(Provided text):
◆ ◆ ◆ ◆ ◆
Lifestyle & Culture
What’s with the suit and tie anyway?

What’s with the suit and tie anyway?

An African on a suit and a tie

I imagine Africa as a woman who decides to celebrate young professionals for their global achievements by inviting them to a lavish dinner party. The doctors tear apart the huge fish on their plates as they talk about their favorite nurses. The lawyers laugh over wine that’s older than their grandparents, who are also lawyers. The engineers pile different delicacies on their plates like they’re trying to build a food castle. Economists wave at physiotherapists as they give orders to the servers. But, we stand at the kitchen entrance answering ridiculous questions on empty stomachs.

Graphic designer: please, the creatives have not eaten anything and everyone else seems to be on their third meal. We’re seated at the last table, just beside the door.

Event planner: creatives? How did you get seats? Did we invite you? I thought we only invited professionals.

Creative writer: (slightly confused) But we are professionals?
◆ ◆ ◆ ◆ ◆
(Things to do):
1/ Please sum up the passage about the dinner party in two sentences.
2/ Show each line of the listing that contains the word "person", treating uppercase and lowercase as different.
The listing that comes next has no connection to the passage.

(Data provided):
◆ ◆ ◆ ◆ ◆
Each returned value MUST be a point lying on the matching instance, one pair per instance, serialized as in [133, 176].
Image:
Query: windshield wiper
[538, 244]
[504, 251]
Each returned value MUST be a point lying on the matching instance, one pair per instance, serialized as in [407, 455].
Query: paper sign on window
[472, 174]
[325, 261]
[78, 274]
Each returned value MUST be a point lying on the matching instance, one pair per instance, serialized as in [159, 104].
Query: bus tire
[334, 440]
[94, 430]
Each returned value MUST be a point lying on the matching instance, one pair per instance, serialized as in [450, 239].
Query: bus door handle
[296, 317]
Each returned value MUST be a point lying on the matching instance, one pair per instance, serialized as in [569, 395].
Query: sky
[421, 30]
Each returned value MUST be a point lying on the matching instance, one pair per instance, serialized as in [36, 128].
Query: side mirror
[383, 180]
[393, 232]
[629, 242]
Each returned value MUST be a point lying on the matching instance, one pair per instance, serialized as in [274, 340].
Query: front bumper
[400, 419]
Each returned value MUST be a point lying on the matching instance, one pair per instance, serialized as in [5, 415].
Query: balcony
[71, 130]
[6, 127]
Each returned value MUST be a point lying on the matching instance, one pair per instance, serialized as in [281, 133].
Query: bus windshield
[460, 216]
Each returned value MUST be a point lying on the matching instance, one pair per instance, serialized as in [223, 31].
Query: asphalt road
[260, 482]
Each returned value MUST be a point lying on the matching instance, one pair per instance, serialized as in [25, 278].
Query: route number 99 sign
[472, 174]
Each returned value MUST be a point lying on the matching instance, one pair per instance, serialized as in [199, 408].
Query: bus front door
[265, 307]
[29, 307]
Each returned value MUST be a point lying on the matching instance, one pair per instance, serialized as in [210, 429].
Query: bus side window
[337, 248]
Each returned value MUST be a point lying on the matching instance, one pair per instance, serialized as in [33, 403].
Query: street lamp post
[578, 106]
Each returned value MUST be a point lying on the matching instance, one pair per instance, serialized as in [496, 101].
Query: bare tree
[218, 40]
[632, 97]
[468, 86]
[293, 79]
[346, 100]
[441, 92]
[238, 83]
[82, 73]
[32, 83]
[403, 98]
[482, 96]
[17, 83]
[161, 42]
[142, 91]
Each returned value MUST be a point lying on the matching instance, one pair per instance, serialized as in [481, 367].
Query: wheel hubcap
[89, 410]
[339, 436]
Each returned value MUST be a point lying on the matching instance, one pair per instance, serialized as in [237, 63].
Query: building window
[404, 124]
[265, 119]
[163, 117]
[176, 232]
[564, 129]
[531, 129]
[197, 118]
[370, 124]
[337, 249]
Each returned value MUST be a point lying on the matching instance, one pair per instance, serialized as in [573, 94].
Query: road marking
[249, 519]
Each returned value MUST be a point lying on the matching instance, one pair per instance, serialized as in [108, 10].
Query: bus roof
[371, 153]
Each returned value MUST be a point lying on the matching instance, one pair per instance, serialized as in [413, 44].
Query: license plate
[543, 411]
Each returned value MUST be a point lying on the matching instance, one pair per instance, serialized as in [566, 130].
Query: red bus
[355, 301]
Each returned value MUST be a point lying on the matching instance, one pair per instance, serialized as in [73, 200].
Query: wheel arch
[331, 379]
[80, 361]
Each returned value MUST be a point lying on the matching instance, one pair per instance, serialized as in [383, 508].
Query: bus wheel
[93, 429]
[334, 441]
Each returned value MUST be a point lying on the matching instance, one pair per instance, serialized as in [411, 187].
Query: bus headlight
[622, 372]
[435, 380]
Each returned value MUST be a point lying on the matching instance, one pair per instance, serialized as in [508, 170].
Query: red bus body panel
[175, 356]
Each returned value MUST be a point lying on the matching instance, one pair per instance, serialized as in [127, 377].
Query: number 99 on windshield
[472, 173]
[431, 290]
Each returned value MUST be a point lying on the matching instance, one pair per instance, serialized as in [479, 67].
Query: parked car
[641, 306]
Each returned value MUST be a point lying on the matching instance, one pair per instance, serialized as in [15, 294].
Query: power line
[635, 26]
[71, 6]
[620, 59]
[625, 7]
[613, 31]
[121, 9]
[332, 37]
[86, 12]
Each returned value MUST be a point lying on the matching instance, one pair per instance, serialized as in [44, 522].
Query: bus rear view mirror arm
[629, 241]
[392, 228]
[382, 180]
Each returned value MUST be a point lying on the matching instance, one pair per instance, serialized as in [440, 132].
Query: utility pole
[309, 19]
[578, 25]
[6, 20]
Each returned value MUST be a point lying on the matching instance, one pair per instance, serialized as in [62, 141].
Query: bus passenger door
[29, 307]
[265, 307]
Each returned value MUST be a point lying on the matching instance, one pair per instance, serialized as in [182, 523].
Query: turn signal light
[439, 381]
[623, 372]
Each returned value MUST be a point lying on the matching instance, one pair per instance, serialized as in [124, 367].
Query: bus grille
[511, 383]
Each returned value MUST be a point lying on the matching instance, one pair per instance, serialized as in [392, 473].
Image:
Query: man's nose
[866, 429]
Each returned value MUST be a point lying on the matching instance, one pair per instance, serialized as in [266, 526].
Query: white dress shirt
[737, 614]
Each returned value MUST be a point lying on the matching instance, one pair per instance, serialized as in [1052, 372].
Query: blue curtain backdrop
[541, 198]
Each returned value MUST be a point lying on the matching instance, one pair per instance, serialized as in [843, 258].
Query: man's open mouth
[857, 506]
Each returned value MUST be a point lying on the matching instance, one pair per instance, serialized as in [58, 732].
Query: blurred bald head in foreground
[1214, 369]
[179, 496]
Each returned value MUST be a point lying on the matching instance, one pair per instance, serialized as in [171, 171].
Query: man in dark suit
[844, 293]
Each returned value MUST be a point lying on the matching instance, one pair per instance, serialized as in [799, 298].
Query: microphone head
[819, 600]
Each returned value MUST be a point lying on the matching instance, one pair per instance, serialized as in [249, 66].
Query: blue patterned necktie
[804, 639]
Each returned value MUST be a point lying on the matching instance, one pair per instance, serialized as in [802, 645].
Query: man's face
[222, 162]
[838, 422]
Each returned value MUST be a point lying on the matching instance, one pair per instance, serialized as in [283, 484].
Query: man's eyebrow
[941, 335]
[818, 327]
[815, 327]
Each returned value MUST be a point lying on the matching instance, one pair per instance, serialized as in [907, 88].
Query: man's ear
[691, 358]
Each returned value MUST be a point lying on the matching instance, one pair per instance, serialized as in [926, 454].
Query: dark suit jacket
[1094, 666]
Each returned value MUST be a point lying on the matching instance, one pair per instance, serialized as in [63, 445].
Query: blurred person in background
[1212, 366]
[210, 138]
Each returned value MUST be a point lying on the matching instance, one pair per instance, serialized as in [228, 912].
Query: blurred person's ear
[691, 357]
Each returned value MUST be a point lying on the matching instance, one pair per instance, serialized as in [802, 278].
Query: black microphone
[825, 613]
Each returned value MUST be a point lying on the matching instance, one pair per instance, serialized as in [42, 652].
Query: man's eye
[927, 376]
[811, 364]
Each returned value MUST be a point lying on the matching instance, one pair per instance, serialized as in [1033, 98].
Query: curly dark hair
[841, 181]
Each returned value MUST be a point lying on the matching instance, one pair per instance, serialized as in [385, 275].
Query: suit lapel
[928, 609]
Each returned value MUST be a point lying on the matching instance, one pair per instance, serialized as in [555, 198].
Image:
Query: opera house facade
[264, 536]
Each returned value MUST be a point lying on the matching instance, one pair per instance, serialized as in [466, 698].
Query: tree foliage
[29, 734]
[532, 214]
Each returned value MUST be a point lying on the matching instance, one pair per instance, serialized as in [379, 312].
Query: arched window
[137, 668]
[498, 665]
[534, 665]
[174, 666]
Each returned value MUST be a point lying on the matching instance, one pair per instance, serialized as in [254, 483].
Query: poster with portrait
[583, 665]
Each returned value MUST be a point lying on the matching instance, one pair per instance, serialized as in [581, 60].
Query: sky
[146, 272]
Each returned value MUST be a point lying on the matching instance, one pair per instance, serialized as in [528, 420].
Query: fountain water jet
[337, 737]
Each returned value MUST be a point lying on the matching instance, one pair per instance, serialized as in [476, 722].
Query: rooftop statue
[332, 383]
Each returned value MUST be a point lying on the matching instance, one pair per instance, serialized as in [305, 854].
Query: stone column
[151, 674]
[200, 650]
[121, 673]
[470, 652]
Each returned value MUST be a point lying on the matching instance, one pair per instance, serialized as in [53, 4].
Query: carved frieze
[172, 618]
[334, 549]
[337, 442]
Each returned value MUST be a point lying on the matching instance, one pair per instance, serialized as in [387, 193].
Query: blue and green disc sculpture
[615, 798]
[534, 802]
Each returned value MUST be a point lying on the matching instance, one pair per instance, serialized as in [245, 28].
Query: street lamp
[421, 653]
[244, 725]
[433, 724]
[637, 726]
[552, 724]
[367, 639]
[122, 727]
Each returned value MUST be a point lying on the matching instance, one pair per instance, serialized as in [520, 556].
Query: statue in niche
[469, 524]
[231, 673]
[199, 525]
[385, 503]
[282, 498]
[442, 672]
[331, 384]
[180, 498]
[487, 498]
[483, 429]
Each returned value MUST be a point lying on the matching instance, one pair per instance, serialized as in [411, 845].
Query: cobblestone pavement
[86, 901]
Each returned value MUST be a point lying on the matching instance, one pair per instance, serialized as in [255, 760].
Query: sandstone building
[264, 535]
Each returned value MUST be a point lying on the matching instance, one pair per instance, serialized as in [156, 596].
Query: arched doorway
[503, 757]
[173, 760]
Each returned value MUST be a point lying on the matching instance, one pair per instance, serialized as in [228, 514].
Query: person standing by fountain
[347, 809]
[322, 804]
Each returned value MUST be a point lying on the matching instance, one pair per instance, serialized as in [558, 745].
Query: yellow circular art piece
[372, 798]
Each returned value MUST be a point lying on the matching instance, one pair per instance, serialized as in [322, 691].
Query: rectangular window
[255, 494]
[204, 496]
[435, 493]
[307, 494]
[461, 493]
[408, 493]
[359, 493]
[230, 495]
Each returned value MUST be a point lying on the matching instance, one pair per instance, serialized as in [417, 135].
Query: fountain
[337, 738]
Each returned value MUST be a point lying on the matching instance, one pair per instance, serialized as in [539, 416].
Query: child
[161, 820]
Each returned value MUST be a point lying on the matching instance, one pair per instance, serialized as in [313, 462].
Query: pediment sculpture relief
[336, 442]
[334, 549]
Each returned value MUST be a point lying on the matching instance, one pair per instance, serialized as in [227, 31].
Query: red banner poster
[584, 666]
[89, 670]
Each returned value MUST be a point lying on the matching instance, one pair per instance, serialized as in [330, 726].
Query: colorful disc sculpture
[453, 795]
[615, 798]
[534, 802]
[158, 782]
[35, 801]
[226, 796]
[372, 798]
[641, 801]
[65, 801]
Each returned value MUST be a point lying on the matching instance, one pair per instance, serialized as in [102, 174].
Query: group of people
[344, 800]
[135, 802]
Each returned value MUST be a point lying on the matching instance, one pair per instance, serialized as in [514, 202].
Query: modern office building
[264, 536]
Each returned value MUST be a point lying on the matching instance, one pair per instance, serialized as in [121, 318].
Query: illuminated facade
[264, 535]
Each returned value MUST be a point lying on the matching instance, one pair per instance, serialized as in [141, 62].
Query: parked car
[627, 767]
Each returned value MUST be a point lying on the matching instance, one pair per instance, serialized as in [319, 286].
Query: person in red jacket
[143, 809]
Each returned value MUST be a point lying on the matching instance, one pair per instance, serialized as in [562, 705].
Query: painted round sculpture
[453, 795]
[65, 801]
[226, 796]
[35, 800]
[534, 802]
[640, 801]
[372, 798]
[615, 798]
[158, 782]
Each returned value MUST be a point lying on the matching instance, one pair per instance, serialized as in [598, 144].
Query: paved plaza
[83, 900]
◆ ◆ ◆ ◆ ◆
(Solved problems):
1/ The writer imagines Africa as a woman who throws a lavish dinner party for young professionals, where doctors, lawyers, engineers and economists feast and enjoy themselves. Meanwhile the creatives stand hungry at the kitchen entrance, and when a graphic designer asks about food, the event planner asks whether they were even invited, since only professionals were.

2/
Query: blurred person in background
Query: blurred person's ear
Query: person standing by fountain
Query: person in red jacket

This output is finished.